Selected extract
# Adirondack Live Steamers Fall Meet



## Alan in Adirondacks (Jan 2, 2008)

The Adirondack Live Steamers Fall Meet was this past wekend. I was there on a very rainy Saturday and got to meet long-time NJLS member Dick Cudd for the first time. 

Here are some pictures and a patched-together video from Saturday. 

Dick firing his Accucraft S-12 on only its third outing: 





















I got a good 45 minute run with my AC-12, and then a second one that went well over an hour because the 1-1/2" crowd kept coming by and asking questions.... 











Here's the video. Note the question: "What's that?" Answer: "It's a cab forward." I guess not quite so many SP fans here on the east coast! 


http://www.youtube.com/watch?v=GmKLbl3Tv_c 


And some pictures of the 1-1/2" with the Dick Cudd built NYC Hudson in the steaming bay (he no longer owns it): 












And a K-4 for the Pennsy crowd: 












And for those B&A commuters: 












The rain kept the G1 attendance low, but there were a lot of the 1-1/2" scale onlookers! 

Best regards, 

Alan


----------



## Charles (Jan 2, 2008)

Alan 
Glad to see you out and about with some recreational time, enjoying the hobby. 

AC-12: questions extend running time; running time evoke more questions such a dilemma. 

See you this coming weekend.


----------



## llynrice (Jan 2, 2008)

Hi Alan, 

Glad you were able to make it and run. I was there Friday to clean up an prepare the track and had planned to be there Saturday, but rain, a two hour drive and a cold conspired to keep me at home. Your cab forward looked great in the video. I understand that Dick Cudd allowed as how his S12 proved to be a whole lot easier to transport than his 1.5" Pacific which is currently down for a boiler repair. 

Llyn


----------

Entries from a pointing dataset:
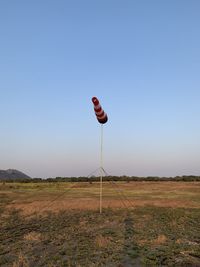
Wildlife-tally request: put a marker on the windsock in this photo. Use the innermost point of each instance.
(99, 112)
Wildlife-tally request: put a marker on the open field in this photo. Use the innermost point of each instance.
(58, 224)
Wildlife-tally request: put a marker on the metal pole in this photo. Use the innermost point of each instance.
(101, 168)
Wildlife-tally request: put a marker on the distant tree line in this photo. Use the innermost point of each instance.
(184, 178)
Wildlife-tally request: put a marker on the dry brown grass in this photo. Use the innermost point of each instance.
(33, 236)
(161, 239)
(84, 196)
(21, 261)
(102, 241)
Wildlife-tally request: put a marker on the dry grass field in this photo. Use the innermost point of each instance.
(58, 224)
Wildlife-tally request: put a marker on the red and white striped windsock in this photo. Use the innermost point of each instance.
(100, 114)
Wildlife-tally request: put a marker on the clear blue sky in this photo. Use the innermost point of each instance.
(140, 58)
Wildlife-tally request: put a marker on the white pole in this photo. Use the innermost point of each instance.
(101, 168)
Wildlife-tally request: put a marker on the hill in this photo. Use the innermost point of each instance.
(12, 174)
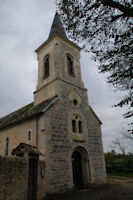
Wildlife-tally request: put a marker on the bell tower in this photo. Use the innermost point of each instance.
(58, 61)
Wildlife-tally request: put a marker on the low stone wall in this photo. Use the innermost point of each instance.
(13, 178)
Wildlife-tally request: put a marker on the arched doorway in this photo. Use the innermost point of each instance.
(80, 167)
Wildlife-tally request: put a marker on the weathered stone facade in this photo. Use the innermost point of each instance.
(66, 130)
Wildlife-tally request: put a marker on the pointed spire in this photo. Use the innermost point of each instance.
(57, 28)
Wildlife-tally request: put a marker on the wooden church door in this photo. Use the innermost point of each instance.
(77, 170)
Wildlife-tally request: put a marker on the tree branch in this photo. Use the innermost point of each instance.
(128, 12)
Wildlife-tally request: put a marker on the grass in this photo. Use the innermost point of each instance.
(122, 174)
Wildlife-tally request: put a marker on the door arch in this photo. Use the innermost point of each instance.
(80, 167)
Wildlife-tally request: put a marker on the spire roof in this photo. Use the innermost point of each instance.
(57, 28)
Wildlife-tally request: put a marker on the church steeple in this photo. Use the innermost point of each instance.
(57, 28)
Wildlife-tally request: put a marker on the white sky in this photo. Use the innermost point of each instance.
(25, 25)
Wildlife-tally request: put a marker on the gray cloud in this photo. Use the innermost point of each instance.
(24, 26)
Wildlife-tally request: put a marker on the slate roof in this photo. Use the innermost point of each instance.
(26, 112)
(57, 30)
(25, 148)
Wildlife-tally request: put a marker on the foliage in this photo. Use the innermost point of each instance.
(124, 143)
(105, 27)
(119, 163)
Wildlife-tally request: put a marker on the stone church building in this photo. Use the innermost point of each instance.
(59, 123)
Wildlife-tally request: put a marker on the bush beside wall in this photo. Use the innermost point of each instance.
(13, 178)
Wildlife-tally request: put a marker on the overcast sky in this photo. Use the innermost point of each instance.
(25, 25)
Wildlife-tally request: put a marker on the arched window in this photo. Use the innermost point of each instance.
(80, 126)
(70, 66)
(46, 67)
(74, 126)
(7, 145)
(77, 126)
(29, 135)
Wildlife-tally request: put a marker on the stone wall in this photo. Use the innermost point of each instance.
(17, 134)
(60, 142)
(13, 178)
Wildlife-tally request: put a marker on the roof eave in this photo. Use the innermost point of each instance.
(55, 35)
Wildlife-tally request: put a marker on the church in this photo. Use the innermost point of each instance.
(59, 124)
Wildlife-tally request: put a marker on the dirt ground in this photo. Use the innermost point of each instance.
(117, 188)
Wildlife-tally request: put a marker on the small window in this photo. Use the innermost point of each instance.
(29, 135)
(70, 66)
(74, 126)
(7, 146)
(77, 126)
(80, 126)
(46, 67)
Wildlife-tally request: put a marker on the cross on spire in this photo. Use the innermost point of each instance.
(57, 28)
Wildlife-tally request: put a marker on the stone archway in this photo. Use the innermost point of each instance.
(80, 165)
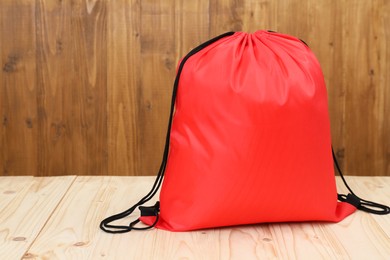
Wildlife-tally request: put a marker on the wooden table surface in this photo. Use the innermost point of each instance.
(58, 218)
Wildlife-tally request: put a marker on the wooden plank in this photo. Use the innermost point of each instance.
(158, 67)
(123, 86)
(367, 125)
(25, 205)
(188, 36)
(71, 74)
(226, 16)
(375, 189)
(93, 198)
(18, 89)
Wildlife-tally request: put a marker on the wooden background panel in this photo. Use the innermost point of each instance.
(18, 89)
(86, 85)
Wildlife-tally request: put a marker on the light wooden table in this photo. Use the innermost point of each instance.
(58, 218)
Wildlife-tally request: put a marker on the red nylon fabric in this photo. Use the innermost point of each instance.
(250, 140)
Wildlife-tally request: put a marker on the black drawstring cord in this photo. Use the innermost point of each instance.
(104, 225)
(359, 203)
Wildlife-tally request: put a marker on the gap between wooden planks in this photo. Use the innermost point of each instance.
(58, 217)
(26, 204)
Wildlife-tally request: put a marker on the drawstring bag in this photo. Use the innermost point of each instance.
(248, 140)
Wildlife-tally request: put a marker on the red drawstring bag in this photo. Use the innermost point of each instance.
(248, 140)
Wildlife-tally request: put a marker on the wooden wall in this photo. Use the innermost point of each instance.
(85, 85)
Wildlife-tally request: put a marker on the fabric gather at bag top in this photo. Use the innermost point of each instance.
(248, 141)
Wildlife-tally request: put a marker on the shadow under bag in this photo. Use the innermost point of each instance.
(248, 140)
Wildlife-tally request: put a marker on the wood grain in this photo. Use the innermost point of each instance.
(67, 235)
(18, 89)
(85, 86)
(25, 205)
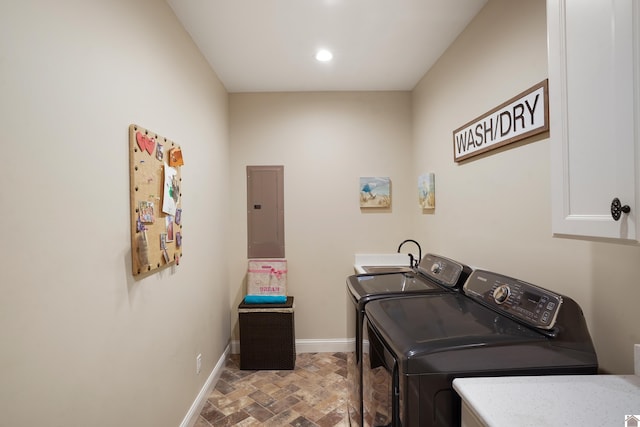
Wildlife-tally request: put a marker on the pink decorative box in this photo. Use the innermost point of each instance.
(267, 277)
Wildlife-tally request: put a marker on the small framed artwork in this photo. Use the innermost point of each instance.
(375, 192)
(427, 191)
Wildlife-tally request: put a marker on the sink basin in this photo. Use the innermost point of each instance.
(386, 269)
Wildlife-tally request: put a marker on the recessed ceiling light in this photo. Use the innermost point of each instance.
(324, 55)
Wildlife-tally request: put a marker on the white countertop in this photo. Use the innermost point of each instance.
(393, 259)
(563, 400)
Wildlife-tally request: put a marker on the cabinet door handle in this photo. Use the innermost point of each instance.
(617, 209)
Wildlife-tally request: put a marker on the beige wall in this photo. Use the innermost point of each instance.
(326, 142)
(494, 211)
(82, 342)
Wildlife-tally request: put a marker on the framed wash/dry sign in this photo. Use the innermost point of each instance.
(375, 192)
(522, 116)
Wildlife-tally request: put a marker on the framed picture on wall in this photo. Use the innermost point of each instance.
(427, 191)
(375, 192)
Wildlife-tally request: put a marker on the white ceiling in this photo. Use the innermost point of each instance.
(269, 45)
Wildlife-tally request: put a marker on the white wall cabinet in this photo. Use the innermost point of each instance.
(593, 103)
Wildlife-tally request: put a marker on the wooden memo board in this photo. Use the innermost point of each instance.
(156, 202)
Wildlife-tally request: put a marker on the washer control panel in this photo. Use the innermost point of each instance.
(532, 304)
(440, 269)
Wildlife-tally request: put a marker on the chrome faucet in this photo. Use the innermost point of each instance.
(414, 262)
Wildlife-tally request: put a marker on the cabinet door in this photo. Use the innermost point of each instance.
(592, 96)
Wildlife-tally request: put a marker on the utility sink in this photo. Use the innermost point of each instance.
(386, 269)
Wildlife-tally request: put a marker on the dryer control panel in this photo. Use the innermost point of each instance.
(443, 270)
(532, 304)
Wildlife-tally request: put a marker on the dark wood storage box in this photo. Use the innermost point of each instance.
(267, 336)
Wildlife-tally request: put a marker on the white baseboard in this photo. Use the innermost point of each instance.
(197, 405)
(331, 345)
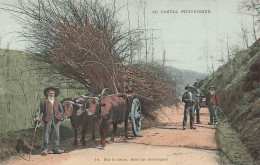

Complete the following
1. In the forum thread about the Adirondack Live Steamers Fall Meet, why did Alan's second run with his AC-12 go well over an hour?
2. Write out the listing as a numbered list from the line holding "Wildlife-tally request: put a marker on the white ceiling" through the end of the listing, both ends included. Skip blank lines and leave out the pictures.

Answers for the tasks
1. His second run went well over an hour because people from the 1-1/2" crowd kept coming by and asking questions.

2.
1. Wildlife-tally request: put a marker on the white ceiling in this photo. Use the innermost point of each instance.
2. (269, 45)
3. Wildlife-tally request: put a marker on the white wall cabinet in this photo. Use the innermost point of each instance.
4. (593, 103)
5. Wildlife-tally request: put a marker on the wooden memo board in this photo. Use the innermost point of each instance.
6. (156, 202)
7. Wildlife-tally request: put a marker on the washer control panel in this photo. Use the innermost point of each instance.
8. (532, 304)
9. (440, 269)
10. Wildlife-tally request: put a marker on the chrome faucet in this photo. Use the innermost point of each instance.
11. (414, 262)
12. Wildlife-tally request: put a marker on the cabinet door in this photo. Use the innermost point of each instance.
13. (592, 96)
14. Wildlife-tally request: put a marker on the utility sink in this photo. Use the innermost point of each instance.
15. (386, 269)
16. Wildlife-tally request: put a marker on the dryer control panel in this photo. Use the innermost point of each instance.
17. (443, 270)
18. (532, 304)
19. Wildlife-tally request: put a marker on the dark wood storage box in this photo. Use the innermost point of each instance.
20. (267, 336)
21. Wildlife-tally request: put a marker on the white baseboard in this photo. Use the innermost point of each instance.
22. (197, 405)
23. (331, 345)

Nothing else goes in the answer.